• [Task requirements]
1. From the blog text below, list the lamb mishaps the writer calls comical.
2. In the entries after the blog text, swap "black gloves" for "white gloves" and give those lines again with nothing else changed.

• [Text shown]
++++++

Wednesday, September 25, 2013

Finally... out in print!

My excuse for not having blogged for six months is that I have been rather busy finishing, and now publicising, my first novel! Still can't quite believe that when I write it...

I have been writing fiction since I was a child, filling exercise books with excruciatingly bad stories complete with lavish illustrations, so I suppose it's no surprise that I have ended up being a commercial writer and designer. But my yearning was always to be a ‘proper’ writer, a writer of stories, a writer of novels!

My first novel, ‘A Sticky End’, is a joint effort with my old friend Joanna Sheen. We have attended many writing groups and writing courses together but never quite managed to finish a novel. I’ve written short stories, and even radio plays and some 60,000 words of a memoir that never got past the ‘two thirds sag’ stage – one of many nasty afflictions that seem to plague writers.

Joanna, who didn’t build up her own very successful business without being a bit of workaholic, announced last year that we ought to try and write a book together. I heard the smack of the thrown gauntlet as it hit the table, and I flinched a bit. Work together? I was not sure about that… we had collaborated on a radio play once before, and that had gone fairly well (although the BBC didn’t much like it)… but a whole novel?

Well, nine month later, it’s fair to say that had we not bullied and chivvied each other relentlessly, the novel would not have been finished. There have been tantrums along the way (mine), arguments about the cover design (me again) and last minute changes to the names of characters (I’ll hand that one to Joanna), but as a ‘process’, writing it jointly has definitely worked.

Next Tuesday, 1st October, Joanna and I are meeting up again to start planning book two in the Swaddlecombe Mysteries series! We’ve both got ideas about where Victoria and Albert go next, so much plotting will be taking place over Joanna’s kitchen table during the next few weeks… and then the writing will begin in earnest.

Sunday, March 3, 2013

Signs of life...

Very protective mother and her lamb in Pond Field.
It's a grey and cold morning, but there are encouraging signs of life everywhere. The piercing cry of a buzzard cheered me as I toiled up the lane with the dog. I love watching them soar on the thermals, their huge pale wings and their sharp eyes. Their cry always takes me back to when I very first moved here and would lie in bed and hear them early on summer mornings, the sound still unfamiliar and slightly unnerving but an exciting reminder of my new life 'in the country'. I'd go to sleep to the sound of owls hooting and wake with a buzzard's cry - wonderful.

Primroses have been brightening the garden for weeks as have hellebores in their lovely understated way. Other than that, the garden is pretty desolate. But once on the farm, there's lots happening. Green shoots pushing through the dry and faded beech leaves and, of course, the bleat of lambs. These tiny little beings always stir such a mix of emotions in me. They are the sweetest things, so appealing and comical as they bounce and leap in all directly seemingly without any control over their legs. I think it was Alf Wight (AKA James Herriot the vet) who said lambs were the most gorgeous babies, but they grew into the most boring adults - or words to that effect.

Mr Mole has been busy. Farmer Greg will not be happy!
My enjoyment of the lambs is always tempered by the rescues I've had to perform over the years. Many are comical (lambs' heads stuck in fences, lambs legs wedged between branches, lambs in water troughs etc.) and usually successful, but there have been quite a few disasters too. Even after all this time, I am still soft-hearted and get upset when they die or are terribly injured and if it's one I've missed by not heeding a cry, or not going in a particular field for a few days, I feel so guilty. And they're not even my sheep!

++++++

• [Data rows]
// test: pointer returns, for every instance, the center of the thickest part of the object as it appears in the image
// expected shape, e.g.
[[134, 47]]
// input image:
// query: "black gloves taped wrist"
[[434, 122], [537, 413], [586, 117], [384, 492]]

++++++

• [The replies]
1.
- Lambs' heads stuck in fences
- Lambs' legs wedged between branches
- Lambs in water troughs

2.
// test: pointer returns, for every instance, the center of the thickest part of the object as it appears in the image
// expected shape, e.g.
[[134, 47]]
// input image:
// query: "white gloves taped wrist"
[[434, 122], [537, 413], [586, 117], [384, 492]]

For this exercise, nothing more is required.